* **Prompt**
Everything in the listing must be repeated exactly, apart from the images.

START Records shown

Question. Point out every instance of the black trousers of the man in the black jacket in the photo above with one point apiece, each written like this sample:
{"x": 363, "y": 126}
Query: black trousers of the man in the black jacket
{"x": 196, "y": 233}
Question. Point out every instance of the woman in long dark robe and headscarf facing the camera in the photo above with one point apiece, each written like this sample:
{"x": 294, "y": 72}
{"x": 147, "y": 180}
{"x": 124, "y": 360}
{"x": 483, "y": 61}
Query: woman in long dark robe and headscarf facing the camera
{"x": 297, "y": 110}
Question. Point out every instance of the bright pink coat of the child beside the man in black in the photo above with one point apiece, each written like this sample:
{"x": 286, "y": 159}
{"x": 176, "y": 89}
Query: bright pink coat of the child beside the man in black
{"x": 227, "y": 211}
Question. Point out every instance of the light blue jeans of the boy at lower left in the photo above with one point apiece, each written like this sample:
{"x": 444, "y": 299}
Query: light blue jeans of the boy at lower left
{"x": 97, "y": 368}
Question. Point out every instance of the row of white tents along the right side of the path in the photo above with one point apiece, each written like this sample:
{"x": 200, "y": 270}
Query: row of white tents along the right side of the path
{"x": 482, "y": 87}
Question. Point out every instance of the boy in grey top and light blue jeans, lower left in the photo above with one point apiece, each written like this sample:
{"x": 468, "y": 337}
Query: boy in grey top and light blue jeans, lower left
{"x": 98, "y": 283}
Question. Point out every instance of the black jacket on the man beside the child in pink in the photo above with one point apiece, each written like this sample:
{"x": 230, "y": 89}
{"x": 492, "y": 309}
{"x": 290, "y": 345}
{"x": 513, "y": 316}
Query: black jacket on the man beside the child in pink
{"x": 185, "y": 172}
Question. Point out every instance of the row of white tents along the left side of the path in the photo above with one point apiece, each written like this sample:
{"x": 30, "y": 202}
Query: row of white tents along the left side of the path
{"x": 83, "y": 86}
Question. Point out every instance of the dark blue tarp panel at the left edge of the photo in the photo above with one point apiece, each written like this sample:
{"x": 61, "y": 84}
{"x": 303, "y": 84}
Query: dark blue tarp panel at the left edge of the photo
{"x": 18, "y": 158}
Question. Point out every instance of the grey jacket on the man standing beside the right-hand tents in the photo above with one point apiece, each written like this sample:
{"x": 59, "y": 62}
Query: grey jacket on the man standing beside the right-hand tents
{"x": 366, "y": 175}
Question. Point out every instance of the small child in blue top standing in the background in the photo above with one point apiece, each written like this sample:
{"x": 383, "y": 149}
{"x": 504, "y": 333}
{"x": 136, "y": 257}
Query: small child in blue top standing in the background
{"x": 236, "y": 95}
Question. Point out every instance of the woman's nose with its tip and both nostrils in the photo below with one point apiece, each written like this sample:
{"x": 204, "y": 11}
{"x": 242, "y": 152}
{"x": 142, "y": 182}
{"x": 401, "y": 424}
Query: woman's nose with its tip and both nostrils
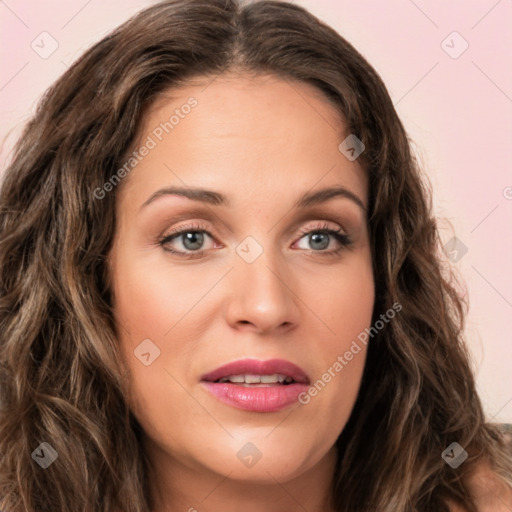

END Records shown

* **Result for this task**
Question. Point out every instance of the black trousers of the man in the black jacket in the photo above with one point apiece, each written like this sample:
{"x": 363, "y": 126}
Query: black trousers of the man in the black jacket
{"x": 196, "y": 233}
Question. Point out every instance of the woman in long dark robe and headscarf facing the camera in the photo above with one point apiece, each written like this sample:
{"x": 294, "y": 72}
{"x": 147, "y": 180}
{"x": 124, "y": 360}
{"x": 483, "y": 61}
Query: woman in long dark robe and headscarf facing the camera
{"x": 297, "y": 110}
Question. Point out every instance of the bright pink coat of the child beside the man in black in the photo above with one point apiece, each written like this sample:
{"x": 286, "y": 159}
{"x": 176, "y": 89}
Query: bright pink coat of the child beside the man in black
{"x": 227, "y": 211}
Question. Point out every instance of the light blue jeans of the boy at lower left in the photo above with one point apiece, each written like this sample:
{"x": 444, "y": 299}
Query: light blue jeans of the boy at lower left
{"x": 97, "y": 368}
Question. Point out every instance of the row of white tents along the right side of the path in the photo above with one point apiece, each written like this sample:
{"x": 200, "y": 270}
Query: row of white tents along the right side of the path
{"x": 482, "y": 87}
Question. Point out every instance of the boy in grey top and light blue jeans, lower left in the photo above with one point apiece, each written like this sample:
{"x": 468, "y": 337}
Query: boy in grey top and light blue jeans, lower left
{"x": 98, "y": 283}
Question. Point out every instance of the black jacket on the man beside the child in pink in the photo above with one point apiece, each written like this sample:
{"x": 230, "y": 89}
{"x": 492, "y": 309}
{"x": 290, "y": 345}
{"x": 513, "y": 316}
Query: black jacket on the man beside the child in pink
{"x": 185, "y": 172}
Question. Point out every instance of the row of white tents along the left side of the path in the photo above with one point apiece, each written like this sample:
{"x": 30, "y": 202}
Query: row of white tents along the left side of the path
{"x": 83, "y": 86}
Question. Point out every instance of the dark blue tarp panel at the left edge of the photo in the photo above with one point apiece, each written like this sample:
{"x": 61, "y": 84}
{"x": 303, "y": 84}
Query: dark blue tarp panel at the left edge of the photo
{"x": 18, "y": 158}
Question. Point out every instance of the grey jacket on the man standing beside the right-hand tents in the photo above with one point apiece, each written like this sample:
{"x": 59, "y": 62}
Query: grey jacket on the man standing beside the right-hand tents
{"x": 366, "y": 175}
Question. Point out every instance of the small child in blue top standing in the background in the photo above with one point apiece, each written like this sample:
{"x": 383, "y": 149}
{"x": 504, "y": 333}
{"x": 136, "y": 257}
Query: small child in blue top standing in the background
{"x": 236, "y": 95}
Question. Point out every instance of the woman's nose with its tip and both nostrils in the photo below with one point apiece, each written like this sample:
{"x": 204, "y": 11}
{"x": 242, "y": 152}
{"x": 142, "y": 182}
{"x": 401, "y": 424}
Query: woman's nose with its tip and both nostrils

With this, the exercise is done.